_Given entries:_
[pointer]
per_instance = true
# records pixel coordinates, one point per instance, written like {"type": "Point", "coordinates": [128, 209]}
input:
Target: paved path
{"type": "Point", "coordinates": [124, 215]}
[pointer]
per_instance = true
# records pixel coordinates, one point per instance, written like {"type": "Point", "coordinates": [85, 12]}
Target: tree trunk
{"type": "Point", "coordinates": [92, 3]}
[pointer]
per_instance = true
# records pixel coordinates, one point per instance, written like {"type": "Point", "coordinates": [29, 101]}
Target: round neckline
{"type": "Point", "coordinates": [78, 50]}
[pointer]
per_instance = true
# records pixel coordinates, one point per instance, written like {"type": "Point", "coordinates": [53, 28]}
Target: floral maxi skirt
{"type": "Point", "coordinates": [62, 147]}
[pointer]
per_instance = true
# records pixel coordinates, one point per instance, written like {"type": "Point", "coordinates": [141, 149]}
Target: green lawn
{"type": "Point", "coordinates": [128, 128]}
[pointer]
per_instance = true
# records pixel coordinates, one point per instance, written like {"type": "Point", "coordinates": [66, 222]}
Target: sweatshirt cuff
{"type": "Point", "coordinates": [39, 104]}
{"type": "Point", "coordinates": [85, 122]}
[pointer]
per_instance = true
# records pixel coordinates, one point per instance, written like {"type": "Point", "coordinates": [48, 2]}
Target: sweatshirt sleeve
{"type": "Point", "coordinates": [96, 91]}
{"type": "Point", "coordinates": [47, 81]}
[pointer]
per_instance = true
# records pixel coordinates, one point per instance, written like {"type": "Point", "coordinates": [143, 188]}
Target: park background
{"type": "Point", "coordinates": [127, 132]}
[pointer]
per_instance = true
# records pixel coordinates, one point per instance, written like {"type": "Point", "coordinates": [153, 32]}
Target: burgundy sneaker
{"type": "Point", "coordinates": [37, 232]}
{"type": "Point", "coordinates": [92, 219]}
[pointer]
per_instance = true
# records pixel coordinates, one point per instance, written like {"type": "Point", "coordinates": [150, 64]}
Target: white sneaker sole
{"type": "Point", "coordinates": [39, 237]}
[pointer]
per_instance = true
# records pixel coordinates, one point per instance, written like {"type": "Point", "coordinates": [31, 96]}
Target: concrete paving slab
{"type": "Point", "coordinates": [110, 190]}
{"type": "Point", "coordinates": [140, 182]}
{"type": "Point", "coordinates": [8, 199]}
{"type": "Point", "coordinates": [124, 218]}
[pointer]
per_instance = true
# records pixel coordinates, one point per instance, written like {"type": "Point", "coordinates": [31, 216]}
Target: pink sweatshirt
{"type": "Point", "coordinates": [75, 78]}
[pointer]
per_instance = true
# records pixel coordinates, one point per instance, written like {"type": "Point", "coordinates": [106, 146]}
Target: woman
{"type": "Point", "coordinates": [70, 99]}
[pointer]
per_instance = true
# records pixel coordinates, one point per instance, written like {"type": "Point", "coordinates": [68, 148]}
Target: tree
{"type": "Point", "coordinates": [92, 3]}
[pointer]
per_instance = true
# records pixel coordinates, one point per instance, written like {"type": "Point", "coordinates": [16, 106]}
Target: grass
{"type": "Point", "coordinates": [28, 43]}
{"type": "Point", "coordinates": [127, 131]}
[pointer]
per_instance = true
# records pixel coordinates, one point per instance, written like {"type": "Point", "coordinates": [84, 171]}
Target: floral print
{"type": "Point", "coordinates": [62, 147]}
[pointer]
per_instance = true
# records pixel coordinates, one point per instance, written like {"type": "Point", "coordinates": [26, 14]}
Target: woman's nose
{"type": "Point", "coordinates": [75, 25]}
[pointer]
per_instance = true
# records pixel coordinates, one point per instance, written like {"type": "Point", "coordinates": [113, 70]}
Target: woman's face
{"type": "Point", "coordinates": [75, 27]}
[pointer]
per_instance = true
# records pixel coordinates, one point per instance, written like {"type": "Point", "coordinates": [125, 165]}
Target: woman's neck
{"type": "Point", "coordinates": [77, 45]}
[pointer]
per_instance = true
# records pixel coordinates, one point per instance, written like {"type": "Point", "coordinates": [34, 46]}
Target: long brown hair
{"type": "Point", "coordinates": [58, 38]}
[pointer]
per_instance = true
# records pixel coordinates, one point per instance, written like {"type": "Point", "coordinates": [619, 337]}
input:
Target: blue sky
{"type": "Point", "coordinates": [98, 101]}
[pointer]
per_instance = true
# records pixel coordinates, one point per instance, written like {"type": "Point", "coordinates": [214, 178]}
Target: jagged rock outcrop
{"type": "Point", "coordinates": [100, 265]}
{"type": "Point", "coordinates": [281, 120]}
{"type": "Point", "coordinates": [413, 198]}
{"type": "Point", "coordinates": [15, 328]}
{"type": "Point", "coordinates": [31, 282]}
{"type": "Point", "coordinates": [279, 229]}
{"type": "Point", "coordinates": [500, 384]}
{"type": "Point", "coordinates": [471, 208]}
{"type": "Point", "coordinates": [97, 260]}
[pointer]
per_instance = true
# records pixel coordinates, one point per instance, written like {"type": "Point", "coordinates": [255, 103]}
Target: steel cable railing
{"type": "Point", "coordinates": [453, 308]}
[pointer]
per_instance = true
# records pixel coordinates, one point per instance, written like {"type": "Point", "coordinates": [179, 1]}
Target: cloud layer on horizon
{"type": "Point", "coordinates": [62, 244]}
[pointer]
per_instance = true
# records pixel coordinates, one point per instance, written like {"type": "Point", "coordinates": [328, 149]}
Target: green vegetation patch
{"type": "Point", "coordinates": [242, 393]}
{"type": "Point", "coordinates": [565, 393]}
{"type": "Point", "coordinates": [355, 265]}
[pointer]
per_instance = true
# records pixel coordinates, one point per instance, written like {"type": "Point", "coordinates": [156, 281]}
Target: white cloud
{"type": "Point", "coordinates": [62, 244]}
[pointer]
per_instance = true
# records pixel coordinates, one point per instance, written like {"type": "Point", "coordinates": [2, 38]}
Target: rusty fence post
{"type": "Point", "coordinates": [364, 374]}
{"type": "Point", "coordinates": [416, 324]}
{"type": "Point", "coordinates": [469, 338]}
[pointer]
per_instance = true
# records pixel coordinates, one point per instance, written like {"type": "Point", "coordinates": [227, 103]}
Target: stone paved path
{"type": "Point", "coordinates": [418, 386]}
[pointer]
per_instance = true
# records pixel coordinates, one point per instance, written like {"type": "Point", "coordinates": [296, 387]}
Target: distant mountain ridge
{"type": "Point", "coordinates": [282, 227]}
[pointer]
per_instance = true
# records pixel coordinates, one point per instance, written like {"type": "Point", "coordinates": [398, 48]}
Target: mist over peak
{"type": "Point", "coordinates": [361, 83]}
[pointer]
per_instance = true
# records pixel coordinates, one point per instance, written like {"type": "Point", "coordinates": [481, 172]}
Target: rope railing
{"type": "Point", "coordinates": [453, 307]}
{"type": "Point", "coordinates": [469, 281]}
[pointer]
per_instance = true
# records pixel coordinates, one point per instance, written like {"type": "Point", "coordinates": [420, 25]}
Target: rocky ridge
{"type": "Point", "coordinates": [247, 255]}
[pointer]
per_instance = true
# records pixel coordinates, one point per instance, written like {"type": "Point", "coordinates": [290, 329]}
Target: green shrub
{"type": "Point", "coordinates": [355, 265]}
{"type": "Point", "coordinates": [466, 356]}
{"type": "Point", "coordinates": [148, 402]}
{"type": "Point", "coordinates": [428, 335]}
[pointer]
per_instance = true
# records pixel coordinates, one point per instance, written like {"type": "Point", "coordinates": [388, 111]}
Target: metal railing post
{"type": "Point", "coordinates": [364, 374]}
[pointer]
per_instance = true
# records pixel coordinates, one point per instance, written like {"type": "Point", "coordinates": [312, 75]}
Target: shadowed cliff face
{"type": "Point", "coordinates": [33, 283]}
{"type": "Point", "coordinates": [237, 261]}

...

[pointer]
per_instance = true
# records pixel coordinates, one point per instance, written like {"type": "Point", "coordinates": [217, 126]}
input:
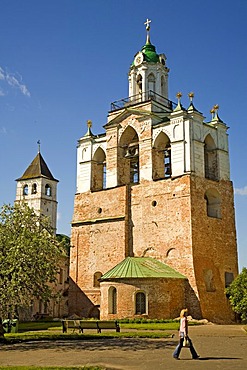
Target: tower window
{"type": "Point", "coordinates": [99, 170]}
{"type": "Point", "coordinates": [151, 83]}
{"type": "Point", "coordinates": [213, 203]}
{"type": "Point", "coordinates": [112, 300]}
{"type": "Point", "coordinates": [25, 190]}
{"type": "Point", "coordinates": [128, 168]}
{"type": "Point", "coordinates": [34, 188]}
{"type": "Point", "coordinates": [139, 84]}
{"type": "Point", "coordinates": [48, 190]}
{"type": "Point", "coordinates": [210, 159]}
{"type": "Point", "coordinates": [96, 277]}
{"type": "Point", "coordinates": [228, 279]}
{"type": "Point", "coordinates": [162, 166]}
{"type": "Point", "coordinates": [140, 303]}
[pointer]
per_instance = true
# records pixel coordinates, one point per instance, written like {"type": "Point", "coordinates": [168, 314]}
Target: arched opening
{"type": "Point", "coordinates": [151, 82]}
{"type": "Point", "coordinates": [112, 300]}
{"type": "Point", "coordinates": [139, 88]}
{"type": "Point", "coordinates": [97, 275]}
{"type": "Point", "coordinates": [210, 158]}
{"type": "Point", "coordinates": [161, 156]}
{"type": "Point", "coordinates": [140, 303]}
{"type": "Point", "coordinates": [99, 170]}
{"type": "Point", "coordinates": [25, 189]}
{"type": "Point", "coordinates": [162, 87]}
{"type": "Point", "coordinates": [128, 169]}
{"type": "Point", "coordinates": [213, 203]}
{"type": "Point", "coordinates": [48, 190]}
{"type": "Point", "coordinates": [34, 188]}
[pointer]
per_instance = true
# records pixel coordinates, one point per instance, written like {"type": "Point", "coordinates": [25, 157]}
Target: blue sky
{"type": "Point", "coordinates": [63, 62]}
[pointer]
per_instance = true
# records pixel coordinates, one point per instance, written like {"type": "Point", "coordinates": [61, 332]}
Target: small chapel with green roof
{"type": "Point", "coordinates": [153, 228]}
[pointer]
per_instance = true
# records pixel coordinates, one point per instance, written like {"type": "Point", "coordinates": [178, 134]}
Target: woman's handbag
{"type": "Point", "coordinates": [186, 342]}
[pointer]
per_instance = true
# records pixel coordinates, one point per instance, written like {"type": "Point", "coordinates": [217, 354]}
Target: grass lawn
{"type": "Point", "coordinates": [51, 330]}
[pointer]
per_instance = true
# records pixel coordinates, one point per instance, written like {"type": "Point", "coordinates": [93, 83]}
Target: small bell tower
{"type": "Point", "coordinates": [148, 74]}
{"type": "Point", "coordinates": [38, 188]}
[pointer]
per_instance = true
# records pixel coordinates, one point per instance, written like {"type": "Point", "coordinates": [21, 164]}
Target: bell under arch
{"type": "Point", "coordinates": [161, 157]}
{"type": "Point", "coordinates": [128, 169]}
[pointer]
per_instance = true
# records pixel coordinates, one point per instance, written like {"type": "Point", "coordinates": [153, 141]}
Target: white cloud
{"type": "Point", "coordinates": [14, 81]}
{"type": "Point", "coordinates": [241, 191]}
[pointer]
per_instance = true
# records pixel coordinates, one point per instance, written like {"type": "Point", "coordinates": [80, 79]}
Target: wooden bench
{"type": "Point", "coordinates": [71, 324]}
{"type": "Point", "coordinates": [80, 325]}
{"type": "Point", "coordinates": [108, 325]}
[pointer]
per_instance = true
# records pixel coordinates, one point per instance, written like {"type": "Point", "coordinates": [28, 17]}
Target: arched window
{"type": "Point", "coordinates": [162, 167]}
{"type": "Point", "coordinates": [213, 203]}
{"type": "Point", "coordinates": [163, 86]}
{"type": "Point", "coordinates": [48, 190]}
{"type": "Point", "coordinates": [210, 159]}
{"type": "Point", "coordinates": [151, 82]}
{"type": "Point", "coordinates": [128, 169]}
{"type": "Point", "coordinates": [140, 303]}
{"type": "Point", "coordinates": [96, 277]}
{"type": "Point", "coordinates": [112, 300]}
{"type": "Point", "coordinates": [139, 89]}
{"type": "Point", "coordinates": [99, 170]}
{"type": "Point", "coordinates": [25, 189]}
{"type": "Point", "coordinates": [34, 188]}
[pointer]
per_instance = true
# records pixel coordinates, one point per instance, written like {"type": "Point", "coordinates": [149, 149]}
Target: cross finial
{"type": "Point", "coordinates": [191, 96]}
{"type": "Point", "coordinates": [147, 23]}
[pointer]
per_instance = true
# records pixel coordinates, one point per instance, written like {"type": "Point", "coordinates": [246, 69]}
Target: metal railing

_Aim of the task:_
Collect every line in the entries above that contains the string "bell".

_Finished answer:_
Target: small bell tower
Target: bell under arch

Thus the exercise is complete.